Exercise details
Copy out each line of the items below in which the word "parliament" appears.

Coordinate labeling data

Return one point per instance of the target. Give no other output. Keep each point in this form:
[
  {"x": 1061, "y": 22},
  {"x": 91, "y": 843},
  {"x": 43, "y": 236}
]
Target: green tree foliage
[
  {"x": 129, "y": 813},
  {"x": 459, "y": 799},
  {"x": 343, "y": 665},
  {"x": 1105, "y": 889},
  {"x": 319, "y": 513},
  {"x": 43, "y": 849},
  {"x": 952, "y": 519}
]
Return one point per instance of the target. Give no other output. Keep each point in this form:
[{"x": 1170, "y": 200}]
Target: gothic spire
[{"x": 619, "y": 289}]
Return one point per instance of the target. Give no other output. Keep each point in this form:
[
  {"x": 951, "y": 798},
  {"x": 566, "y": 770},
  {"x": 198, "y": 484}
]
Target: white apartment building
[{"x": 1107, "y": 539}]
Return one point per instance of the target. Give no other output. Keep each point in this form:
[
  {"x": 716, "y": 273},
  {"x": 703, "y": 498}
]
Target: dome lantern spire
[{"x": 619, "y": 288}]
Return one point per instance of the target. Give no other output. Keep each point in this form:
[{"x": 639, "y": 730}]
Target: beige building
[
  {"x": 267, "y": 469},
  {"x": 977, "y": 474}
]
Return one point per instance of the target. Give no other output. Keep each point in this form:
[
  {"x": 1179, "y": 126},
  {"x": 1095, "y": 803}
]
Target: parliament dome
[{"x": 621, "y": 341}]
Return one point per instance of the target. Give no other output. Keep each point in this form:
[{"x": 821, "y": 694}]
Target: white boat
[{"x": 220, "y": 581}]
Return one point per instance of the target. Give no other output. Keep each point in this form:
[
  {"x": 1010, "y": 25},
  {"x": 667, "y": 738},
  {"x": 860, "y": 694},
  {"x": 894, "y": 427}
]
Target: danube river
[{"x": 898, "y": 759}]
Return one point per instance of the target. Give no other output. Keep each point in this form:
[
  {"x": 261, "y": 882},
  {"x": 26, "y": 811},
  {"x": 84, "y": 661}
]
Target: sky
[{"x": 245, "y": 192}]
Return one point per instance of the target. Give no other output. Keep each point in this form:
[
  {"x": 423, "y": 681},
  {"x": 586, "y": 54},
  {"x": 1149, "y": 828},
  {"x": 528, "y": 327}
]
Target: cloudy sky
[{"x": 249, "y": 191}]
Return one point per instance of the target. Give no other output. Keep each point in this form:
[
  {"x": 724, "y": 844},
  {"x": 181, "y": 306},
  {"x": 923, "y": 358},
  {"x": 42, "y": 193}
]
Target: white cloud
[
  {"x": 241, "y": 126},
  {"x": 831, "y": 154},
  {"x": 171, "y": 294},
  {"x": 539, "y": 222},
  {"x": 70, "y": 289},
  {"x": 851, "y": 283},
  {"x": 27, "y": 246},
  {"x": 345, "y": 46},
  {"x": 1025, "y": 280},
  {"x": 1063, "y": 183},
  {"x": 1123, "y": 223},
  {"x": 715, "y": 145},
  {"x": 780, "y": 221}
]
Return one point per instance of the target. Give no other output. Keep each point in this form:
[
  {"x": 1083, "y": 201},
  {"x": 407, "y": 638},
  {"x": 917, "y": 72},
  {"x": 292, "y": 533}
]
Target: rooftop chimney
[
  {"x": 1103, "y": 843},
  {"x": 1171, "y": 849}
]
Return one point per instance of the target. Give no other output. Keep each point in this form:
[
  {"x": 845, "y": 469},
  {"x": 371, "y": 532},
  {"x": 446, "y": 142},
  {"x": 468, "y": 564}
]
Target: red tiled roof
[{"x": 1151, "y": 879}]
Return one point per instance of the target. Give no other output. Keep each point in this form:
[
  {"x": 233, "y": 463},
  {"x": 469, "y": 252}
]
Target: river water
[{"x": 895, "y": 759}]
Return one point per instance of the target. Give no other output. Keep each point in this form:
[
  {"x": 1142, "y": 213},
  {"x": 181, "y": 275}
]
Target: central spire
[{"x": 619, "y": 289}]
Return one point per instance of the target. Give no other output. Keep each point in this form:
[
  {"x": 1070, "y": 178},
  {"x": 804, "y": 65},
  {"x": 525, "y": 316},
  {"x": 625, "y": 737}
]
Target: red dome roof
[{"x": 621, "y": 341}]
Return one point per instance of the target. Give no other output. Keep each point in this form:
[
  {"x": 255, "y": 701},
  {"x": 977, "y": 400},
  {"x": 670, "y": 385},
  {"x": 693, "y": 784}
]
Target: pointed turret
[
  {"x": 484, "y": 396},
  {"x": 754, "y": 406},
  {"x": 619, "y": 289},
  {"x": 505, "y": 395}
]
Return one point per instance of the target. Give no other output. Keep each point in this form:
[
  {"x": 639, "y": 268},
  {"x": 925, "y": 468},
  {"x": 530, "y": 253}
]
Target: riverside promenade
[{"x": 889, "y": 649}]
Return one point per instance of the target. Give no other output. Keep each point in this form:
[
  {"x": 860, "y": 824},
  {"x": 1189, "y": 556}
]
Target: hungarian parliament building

Solution for this exercise
Target: parliament dome
Target: hungarian parliament building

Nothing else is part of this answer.